» **Your task**
Reproduce each of the rows below word for word, keeping their order.

» **Record excerpts**
::::::::

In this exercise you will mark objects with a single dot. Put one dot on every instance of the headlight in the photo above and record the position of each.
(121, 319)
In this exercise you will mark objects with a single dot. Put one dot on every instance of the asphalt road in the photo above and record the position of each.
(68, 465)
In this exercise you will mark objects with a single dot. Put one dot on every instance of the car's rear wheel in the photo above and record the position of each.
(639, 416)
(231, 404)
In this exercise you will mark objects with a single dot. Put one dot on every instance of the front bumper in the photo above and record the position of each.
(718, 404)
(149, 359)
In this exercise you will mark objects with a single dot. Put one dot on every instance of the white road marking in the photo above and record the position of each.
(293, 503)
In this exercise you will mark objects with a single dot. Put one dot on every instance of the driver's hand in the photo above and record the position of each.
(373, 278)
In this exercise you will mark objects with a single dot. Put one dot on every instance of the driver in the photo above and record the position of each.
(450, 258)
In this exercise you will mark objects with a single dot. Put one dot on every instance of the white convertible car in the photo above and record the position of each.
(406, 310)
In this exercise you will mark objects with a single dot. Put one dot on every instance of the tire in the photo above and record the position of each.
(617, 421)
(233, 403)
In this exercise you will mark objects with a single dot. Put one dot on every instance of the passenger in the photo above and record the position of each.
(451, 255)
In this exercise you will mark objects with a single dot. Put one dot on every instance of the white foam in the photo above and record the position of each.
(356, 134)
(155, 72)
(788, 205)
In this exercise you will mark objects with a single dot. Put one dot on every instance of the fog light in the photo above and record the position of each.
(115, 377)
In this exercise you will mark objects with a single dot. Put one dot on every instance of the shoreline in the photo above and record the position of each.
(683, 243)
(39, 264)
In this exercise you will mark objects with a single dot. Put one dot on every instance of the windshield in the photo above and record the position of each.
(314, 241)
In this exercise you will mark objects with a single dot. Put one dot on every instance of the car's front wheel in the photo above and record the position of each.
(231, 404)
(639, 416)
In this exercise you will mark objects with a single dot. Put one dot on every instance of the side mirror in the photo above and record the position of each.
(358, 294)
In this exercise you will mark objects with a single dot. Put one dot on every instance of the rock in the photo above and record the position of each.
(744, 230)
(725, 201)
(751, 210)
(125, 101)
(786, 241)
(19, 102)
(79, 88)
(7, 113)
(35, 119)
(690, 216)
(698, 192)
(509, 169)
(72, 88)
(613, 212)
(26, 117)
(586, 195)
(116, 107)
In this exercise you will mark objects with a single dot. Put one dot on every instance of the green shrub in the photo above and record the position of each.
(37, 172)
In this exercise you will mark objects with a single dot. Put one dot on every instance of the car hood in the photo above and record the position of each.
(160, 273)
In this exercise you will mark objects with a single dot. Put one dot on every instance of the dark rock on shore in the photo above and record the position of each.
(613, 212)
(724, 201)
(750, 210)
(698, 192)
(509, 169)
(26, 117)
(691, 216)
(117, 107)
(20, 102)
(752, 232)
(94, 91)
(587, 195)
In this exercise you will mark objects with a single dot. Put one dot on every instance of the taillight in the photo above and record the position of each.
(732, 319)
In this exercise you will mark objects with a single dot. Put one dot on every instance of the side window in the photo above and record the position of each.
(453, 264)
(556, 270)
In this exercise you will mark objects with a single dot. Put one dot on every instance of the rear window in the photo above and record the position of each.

::::::::

» **Response**
In this exercise you will mark objects with a single dot. Put one dot on every instance of the headlight in the photo above and record the position of each.
(121, 319)
In this exercise you will mark objects with a single dot. Put one dot on every instance of the asphalt road in the photo above and record the position of each.
(68, 465)
In this exercise you will mark objects with a single dot. Put one dot on every instance of the car's rear wheel in the photo above and record the position of each.
(639, 416)
(231, 404)
In this exercise you will mark objects with a single dot. Put one dot on every instance of the front bumper in the photo above and record the position of each.
(718, 404)
(149, 359)
In this exercise you will mark objects with a single dot. Put one dot on every instance of the white road marking in the photo above and record the position of each.
(293, 503)
In this exercise you will mark objects with a single dot. Put one dot on every instance of the driver's hand in the photo above and record the position of each.
(373, 278)
In this exercise you will mark objects with a single dot. Put one dot on every instance of the driver in the photo above and record the position of each.
(450, 258)
In this exercise you will mark objects with a single dot. Put one dot on every instance of the white convertible car in the photo above and record the position of each.
(406, 310)
In this exercise you will mark objects with a single dot. Put one dot on every instance of the tire in the photo above and record the position of each.
(617, 421)
(233, 403)
In this exercise you will mark objects with a single dot. Put one dot on every instance of the passenger in the photo above and record the position of each.
(451, 255)
In this exercise you will mark objects with a single dot. Put one dot on every instance of the white foam in the photo above and record the position of each.
(356, 134)
(155, 72)
(788, 205)
In this exercise you will mark objects with a single dot. Put one dot on every instance of the fog light in the photo above and record the position of each.
(115, 377)
In this exercise you will mark objects with a single dot. Put one dot on every instance of the shoreline in the photo above and record the position of each.
(683, 243)
(39, 264)
In this exercise you will mark objects with a single dot. Put one dot on every instance of the windshield in the photo above and record the position of each.
(314, 241)
In this exercise you will mark objects with a single dot. Put one dot on every instance of the car's front wheel in the photo above and record the position of each.
(231, 404)
(639, 416)
In this exercise you will mark objects with a single dot. Put one dot on every instance of the side mirror in the photo above and record the position of each.
(358, 294)
In this exercise you will mark objects with a single dot. Put one dot on every instance of the rock in the photo above and record the position of each.
(744, 230)
(725, 201)
(751, 210)
(125, 101)
(786, 241)
(19, 102)
(79, 88)
(7, 113)
(35, 119)
(690, 216)
(698, 192)
(509, 169)
(72, 88)
(613, 212)
(26, 117)
(586, 195)
(116, 107)
In this exercise you will mark objects with a single dot. Put one dot on every instance of the green shrub in the photo above and record the position of each.
(37, 172)
In this exercise you will mark objects with a single dot. Put one dot on every instance of the car hood in the photo above and record the position of each.
(160, 273)
In this exercise you will mark objects with a single dot. Put one dot on every instance of the dark rock on shore in the photo above and record the position of each.
(613, 212)
(724, 201)
(750, 210)
(698, 192)
(509, 169)
(26, 117)
(691, 216)
(117, 107)
(20, 102)
(752, 232)
(94, 91)
(587, 195)
In this exercise you will mark objects with a single dot. Put one dot on every instance of the taillight in the photo above and record the position of each.
(732, 319)
In this exercise you will mark objects with a single dot. Put one dot on every instance of the side window in the photo above and record the position of each.
(453, 264)
(556, 270)
In this exercise you will mark objects with a single dot. Put one dot on every instance of the rear window in the photo above and record the position of each.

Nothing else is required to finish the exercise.